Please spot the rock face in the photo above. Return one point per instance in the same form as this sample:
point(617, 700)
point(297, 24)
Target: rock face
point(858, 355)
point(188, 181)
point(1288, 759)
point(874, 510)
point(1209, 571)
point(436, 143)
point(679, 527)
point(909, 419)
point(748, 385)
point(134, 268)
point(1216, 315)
__________
**WORK REQUIRED:**
All of the material shown above should be written out exactly.

**YOUR SOLUTION:**
Please spot the rock face in the photo above. Return one point per instance in the same form as this sample:
point(617, 700)
point(297, 24)
Target: rock face
point(858, 355)
point(188, 181)
point(1288, 759)
point(874, 510)
point(1209, 571)
point(436, 143)
point(679, 527)
point(909, 419)
point(748, 385)
point(134, 268)
point(1216, 315)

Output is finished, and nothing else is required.